TASK OBJECTIVE:
Start at the top line and retype the data exactly through to the end.

*** SUPPLIED RECORDS Section Begins ***

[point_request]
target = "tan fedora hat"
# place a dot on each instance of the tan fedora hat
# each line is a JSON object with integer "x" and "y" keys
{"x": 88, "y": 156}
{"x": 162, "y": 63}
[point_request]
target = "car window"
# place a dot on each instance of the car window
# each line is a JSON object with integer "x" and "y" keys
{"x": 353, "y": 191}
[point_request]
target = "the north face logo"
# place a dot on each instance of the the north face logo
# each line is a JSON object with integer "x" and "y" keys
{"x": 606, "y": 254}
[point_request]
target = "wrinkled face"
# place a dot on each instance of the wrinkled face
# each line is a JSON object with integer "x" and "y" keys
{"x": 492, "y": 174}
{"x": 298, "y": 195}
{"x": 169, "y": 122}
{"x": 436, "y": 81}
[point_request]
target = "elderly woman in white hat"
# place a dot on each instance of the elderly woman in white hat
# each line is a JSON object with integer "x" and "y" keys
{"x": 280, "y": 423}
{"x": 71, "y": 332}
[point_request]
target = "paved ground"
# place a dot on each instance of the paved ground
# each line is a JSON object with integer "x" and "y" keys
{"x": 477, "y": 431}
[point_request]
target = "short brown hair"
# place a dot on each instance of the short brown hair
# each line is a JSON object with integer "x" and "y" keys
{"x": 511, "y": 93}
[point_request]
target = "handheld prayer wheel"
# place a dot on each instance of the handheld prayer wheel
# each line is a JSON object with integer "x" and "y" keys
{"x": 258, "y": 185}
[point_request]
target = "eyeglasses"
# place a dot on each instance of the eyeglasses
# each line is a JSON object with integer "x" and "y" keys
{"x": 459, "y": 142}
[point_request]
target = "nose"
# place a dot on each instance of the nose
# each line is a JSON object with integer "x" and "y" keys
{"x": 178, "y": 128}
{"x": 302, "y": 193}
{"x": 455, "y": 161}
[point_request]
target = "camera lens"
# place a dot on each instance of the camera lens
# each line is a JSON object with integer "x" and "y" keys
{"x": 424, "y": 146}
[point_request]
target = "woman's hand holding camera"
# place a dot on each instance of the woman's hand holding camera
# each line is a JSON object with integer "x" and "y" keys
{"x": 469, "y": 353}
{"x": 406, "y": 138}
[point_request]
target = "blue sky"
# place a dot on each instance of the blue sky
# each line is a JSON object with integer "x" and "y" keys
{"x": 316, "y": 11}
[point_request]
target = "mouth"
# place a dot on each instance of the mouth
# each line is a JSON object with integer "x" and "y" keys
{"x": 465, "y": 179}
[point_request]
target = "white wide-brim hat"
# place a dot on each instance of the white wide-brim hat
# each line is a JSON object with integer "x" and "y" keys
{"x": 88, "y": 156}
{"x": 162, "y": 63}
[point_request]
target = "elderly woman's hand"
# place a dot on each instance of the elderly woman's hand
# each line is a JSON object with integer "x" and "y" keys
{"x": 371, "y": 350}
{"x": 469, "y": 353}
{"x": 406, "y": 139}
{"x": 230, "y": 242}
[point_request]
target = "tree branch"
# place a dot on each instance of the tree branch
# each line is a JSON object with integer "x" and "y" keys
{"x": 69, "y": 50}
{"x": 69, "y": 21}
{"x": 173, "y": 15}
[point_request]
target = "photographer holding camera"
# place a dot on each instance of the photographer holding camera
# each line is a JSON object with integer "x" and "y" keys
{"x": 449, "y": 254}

*** SUPPLIED RECORDS Section Ends ***

RESPONSE:
[point_request]
target = "tan fedora hat"
# place a dot on each instance of the tan fedora hat
# each line is a JSON object with integer "x" and "y" keys
{"x": 88, "y": 156}
{"x": 162, "y": 63}
[point_request]
target = "car window"
# place a dot on each instance of the car window
# each line is a JSON object with integer "x" and "y" keys
{"x": 353, "y": 191}
[point_request]
target = "the north face logo"
# place a dot on each instance of the the north face logo
# each line is a JSON object with integer "x" and "y" keys
{"x": 606, "y": 254}
[point_request]
target = "wrinkled face"
# place a dot on each instance of the wrinkled face
# each line is a JSON object with integer "x" and "y" keys
{"x": 492, "y": 174}
{"x": 298, "y": 195}
{"x": 169, "y": 122}
{"x": 436, "y": 81}
[point_request]
target = "elderly woman in white hat"
# place a dot on each instance of the elderly woman in white hat
# each line is a JSON object with integer "x" and "y" keys
{"x": 280, "y": 423}
{"x": 71, "y": 332}
[point_request]
target = "paved ground"
# place a dot on each instance of the paved ground
# each line is a JSON object with integer "x" and "y" keys
{"x": 477, "y": 431}
[point_request]
target = "short brown hair"
# place a dot on each instance of the short brown hair
# each line is a JSON object with integer "x" and "y" keys
{"x": 511, "y": 93}
[point_request]
target = "handheld prayer wheel"
# place a dot on each instance of the handheld prayer wheel
# each line is a JSON object with integer "x" and "y" keys
{"x": 258, "y": 185}
[point_request]
target = "eyeglasses"
# place a dot on each instance of the eyeglasses
# each line is a JSON object with integer "x" and "y" keys
{"x": 459, "y": 142}
[point_request]
target = "nose"
# place a dot on each instance of the nose
# each line is a JSON object with integer "x" and "y" keys
{"x": 178, "y": 128}
{"x": 302, "y": 193}
{"x": 455, "y": 161}
[point_request]
target = "camera lens"
# place a dot on each instance of the camera lens
# each line is a JSON object with integer "x" and "y" keys
{"x": 424, "y": 146}
[point_request]
target = "woman's hand holding camera"
# place a dot on each instance of the woman's hand holding camera
# each line is a JSON object with integer "x" and "y" keys
{"x": 469, "y": 353}
{"x": 406, "y": 138}
[point_request]
target = "blue sky"
# place a dot on each instance of the blue sky
# each line is a JSON object with integer "x" and "y" keys
{"x": 316, "y": 11}
[point_request]
target = "mouth"
# place a dot on each instance of the mouth
# each line is a JSON object with integer "x" and "y" keys
{"x": 465, "y": 179}
[point_request]
target = "white wide-brim hat"
# place a dot on each instance of the white wide-brim hat
# each line is a JSON object with integer "x" and "y" keys
{"x": 88, "y": 156}
{"x": 162, "y": 63}
[point_request]
target = "elderly woman's hand"
# place a dot on each instance of the elderly woman's hand
# each line is a JSON object with integer "x" and "y" keys
{"x": 371, "y": 350}
{"x": 469, "y": 353}
{"x": 406, "y": 139}
{"x": 230, "y": 242}
[point_request]
target = "tree branch"
# place a dot on each instance of the tree branch
# each line is a JSON object with integer "x" and "y" keys
{"x": 69, "y": 50}
{"x": 69, "y": 21}
{"x": 173, "y": 15}
[point_request]
target = "photographer holding camera"
# place a dot on each instance of the photographer holding camera
# each line is a JSON object with integer "x" and "y" keys
{"x": 449, "y": 254}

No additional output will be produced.